Fortunately, the public do not agree.

An opinion poll published by ICM today shows that only 7% of the public believe any executive should be paid more than £1 million. Just 1% - one per cent - of the 2,003 people surveyed agreed that the very top executives currently earning £4 million per year are worth it. Two thirds want to see workers on remuneration committees - an option ruled out last week by Business Secretary Vince Cable on the bizarre grounds that where companies have employees working overseas, it would be too difficult for them to elect representatives to sit on these bodies. Risible to say the least.

So in spite of the clear antipathy of the public to the eye watering inequalities in pay, none of the main parties offer any political action to tackle these effectively. Meanwhile, of the parties "bubbling under" in national opinion polls, only the Green Party commits itself to taking mandatory action on pay.

Three years back, I was involved in a Green Left proposal to the Green Party of England & Wales conference to set a maximum pay rate as well as the current minimum wage rate. At that time, we suggested £150,000 p.a. - roughly ten times the living wage rate. The proposal received significant support but fell short of being passed. The following year, however, the Greens adopted a policy that commits them to statutory measures to enforce a ratio of ten to one between the highest and lowest wages within any company or organisation; and the party is committed to higher tax rates for higher earners, with an emphatic endorsement of progressive taxation.

> [Description of the task]:
Set down, word for word, the portion of the passage on executive pay that begins at the words "An opinion poll" and stops after the words "say the least.".

> [Given entries]:
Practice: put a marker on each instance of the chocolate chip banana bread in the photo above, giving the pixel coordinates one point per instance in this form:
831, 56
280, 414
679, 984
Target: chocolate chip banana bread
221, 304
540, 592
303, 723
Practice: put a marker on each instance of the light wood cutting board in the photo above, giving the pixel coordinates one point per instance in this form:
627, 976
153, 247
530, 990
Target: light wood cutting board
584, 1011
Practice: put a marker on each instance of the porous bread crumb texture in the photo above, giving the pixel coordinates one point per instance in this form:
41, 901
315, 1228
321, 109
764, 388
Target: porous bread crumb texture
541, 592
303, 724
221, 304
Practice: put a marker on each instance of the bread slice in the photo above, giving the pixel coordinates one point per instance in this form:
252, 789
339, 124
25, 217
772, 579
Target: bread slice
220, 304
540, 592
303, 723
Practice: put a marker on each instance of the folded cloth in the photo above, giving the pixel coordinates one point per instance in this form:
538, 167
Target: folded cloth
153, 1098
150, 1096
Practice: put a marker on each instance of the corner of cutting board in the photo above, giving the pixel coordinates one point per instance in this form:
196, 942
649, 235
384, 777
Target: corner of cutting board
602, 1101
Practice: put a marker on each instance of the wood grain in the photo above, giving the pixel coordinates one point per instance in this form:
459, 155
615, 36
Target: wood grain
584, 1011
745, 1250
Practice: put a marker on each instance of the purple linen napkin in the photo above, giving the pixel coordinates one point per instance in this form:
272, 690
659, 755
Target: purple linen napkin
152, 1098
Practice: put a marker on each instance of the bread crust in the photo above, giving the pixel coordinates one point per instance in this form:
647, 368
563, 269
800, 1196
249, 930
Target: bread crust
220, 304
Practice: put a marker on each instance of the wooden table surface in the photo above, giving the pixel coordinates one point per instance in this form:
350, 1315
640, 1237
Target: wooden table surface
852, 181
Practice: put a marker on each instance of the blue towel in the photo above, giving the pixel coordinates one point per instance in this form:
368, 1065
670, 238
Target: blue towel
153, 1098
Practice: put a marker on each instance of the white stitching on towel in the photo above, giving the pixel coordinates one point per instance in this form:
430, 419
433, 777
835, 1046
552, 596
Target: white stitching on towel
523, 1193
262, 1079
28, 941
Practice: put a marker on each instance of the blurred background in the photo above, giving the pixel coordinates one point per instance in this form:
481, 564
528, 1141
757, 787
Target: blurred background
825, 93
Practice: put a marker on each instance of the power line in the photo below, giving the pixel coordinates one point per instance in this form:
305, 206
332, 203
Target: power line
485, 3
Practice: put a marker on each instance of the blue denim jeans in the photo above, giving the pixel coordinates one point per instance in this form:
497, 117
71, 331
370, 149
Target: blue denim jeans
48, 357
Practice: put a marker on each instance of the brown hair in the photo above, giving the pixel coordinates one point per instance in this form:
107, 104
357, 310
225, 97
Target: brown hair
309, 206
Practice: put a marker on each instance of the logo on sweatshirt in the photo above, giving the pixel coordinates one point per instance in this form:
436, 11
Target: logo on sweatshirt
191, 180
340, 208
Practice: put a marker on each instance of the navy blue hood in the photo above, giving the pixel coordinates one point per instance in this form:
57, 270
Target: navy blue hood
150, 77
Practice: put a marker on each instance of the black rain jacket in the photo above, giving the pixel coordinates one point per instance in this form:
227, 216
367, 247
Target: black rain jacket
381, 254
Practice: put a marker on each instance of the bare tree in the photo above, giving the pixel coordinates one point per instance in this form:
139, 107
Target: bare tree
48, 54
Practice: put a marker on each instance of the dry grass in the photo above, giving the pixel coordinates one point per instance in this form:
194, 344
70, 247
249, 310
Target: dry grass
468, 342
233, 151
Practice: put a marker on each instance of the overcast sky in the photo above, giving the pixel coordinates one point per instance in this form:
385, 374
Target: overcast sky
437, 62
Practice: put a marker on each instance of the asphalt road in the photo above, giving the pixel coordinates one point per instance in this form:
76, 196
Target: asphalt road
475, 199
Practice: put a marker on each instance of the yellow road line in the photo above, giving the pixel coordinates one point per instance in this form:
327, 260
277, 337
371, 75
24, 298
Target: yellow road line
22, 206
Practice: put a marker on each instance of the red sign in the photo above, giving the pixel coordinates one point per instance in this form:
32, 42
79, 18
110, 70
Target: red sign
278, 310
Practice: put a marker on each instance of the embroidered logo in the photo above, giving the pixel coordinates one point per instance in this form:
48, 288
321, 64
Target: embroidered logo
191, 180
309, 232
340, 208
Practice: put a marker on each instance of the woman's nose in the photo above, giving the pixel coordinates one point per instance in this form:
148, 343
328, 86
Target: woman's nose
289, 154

> [Output]:
An opinion poll published by ICM today shows that only 7% of the public believe any executive should be paid more than £1 million. Just 1% - one per cent - of the 2,003 people surveyed agreed that the very top executives currently earning £4 million per year are worth it. Two thirds want to see workers on remuneration committees - an option ruled out last week by Business Secretary Vince Cable on the bizarre grounds that where companies have employees working overseas, it would be too difficult for them to elect representatives to sit on these bodies. Risible to say the least.